O que gera uma perda da biodiversidade e desigualdades que se interseccionam entre países, sociedades, classes, raças e gêneros, não se restringindo apenas para a questão climática. Mesmo que os países, empresas e indivíduos mais ricos estejam no topo das classificações de emissores de gases que contribuem para a emergência climática, estes ainda centralizam e direcionam os debates e acordos climáticos internacionais, como está sendo feito a partir das discussões envolvendo o mercado de carbono, para citar um dos recentes mecanismos relativos a mudanças climáticas.

Agronegócio

Embora não esteja no mesmo patamar econômico e industrial dos países do norte global, o Brasil também possui uma responsabilidade de extrema importância diante das emergências climáticas.

O modelo desenvolvimentista exportado globalmente e que influencia também nas tomadas de decisões nos e aos países do sul global, embora de maneira diferenciada aos EUA e na União Europeia, deixou as suas marcas. Principalmente na Amazônia.

Contemporaneamente se destaca, a expansão da fronteira agrícola e pecuária, a infraestrutura para a logística de serviços e produtos para a exportação, a mineração e os projetos de desenvolvimento capitaneados pelo Estado brasileiro, em que contribuíram significativamente para o aumento de emissões de gases do efeito estufa.

Agenda Anti-ambiental

Após a eleição de Jair Bolsonaro no Brasil, uma agenda anti-ambiental, o desmantelamento de organismos de controle, a conexão com grupos ruralistas e setores do agronegócio também colaboraram para fomentar esse processo. Em 2021, a Articulação dos Povos Indígenas do Brasil (APIB) denunciou o atual presidente no Tribunal Penal Internacional em Haia por genocídio dos povos indígenas e crimes contra a humanidade e o meio ambiente.

Protesto durante o Acampamento Levante da Terra, em Brasília (Foto Mídia Ninja)

A partir de dados do Observatório do Clima através do Sistema de Estimativas de Emissões de Gases do Efeito Estufa (SEEG), foi exposto que as emissões brasileiras cresceram 9,5%, enquanto no resto mundo decaiu em cerca de 7%.

Reforçando ainda mais o desastre climático proporcionado pelo Brasil nos últimos anos. Segundo este relatório, em 2020 os setores da agropecuária e da Energia foram uns dos principais responsáveis, com 27% e 18% das emissões, seguido pelos processos industriais e resíduos com 5% e 4%.

A liderança deste ranking das emissões está na categoria das Mudanças de Usos da Terra e Floresta. Estas geraram 998 milhões de toneladas de C02 em 2020, sendo 93% das emissões brutas relativas ao desmatamento no bioma Amazônia. Os dados refletem o aumento do desmatamento na Amazônia na última década. Segundo o Observatório do Clima, as emissões brutas aumentaram 23,7% de 2019 para 2020, seguindo o rastro do desmatamento no Cerrado e na Amazônia.

########

**Instruções**
**A)** Transcreva do texto sobre emissões brasileiras o trecho que começa nas palavras "O modelo desenvolvimentista" e termina logo após "Principalmente na Amazônia.".
**B)** Indique se cada afirmação abaixo está de acordo com o texto sobre emissões brasileiras, respondendo sim ou não e citando literalmente as palavras do texto que decidem a questão.
(i) As emissões brasileiras cresceram 9,5%.
(ii) Em 2020, o setor de Energia respondeu por 27% das emissões.
(iii) A APIB denunciou o presidente no Tribunal Penal Internacional em 2021.

[Registros do conjunto de dados]
########

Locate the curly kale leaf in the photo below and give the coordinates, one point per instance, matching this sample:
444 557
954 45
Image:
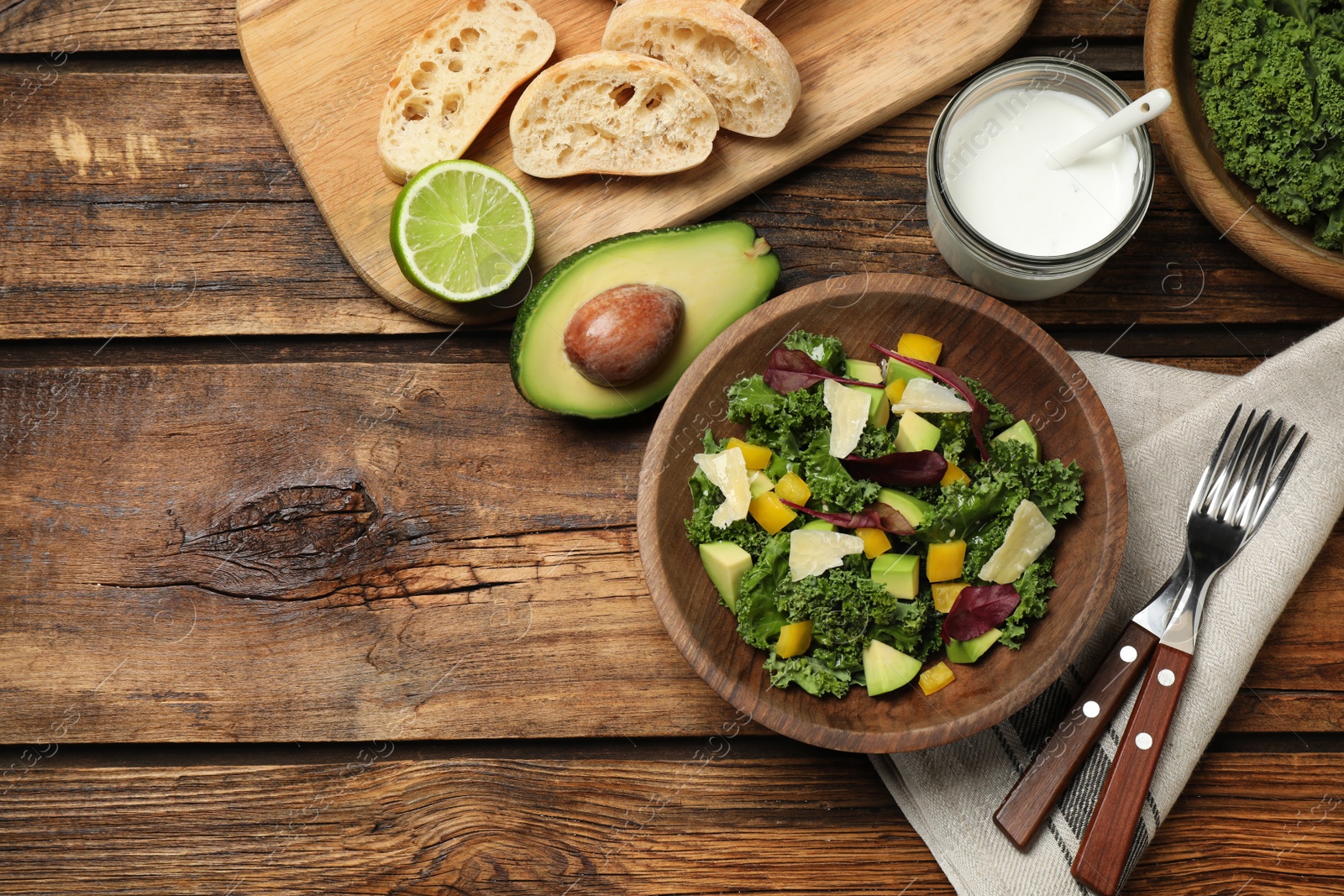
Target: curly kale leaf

########

**Resultados esperados**
**A)**
O modelo desenvolvimentista exportado globalmente e que influencia também nas tomadas de decisões nos e aos países do sul global, embora de maneira diferenciada aos EUA e na União Europeia, deixou as suas marcas. Principalmente na Amazônia.

**B)**
(i) Sim: "as emissões brasileiras cresceram 9,5%".
(ii) Não: "os setores da agropecuária e da Energia foram uns dos principais responsáveis, com 27% e 18% das emissões".
(iii) Sim: "Em 2021, a Articulação dos Povos Indígenas do Brasil (APIB) denunciou o atual presidente no Tribunal Penal Internacional em Haia".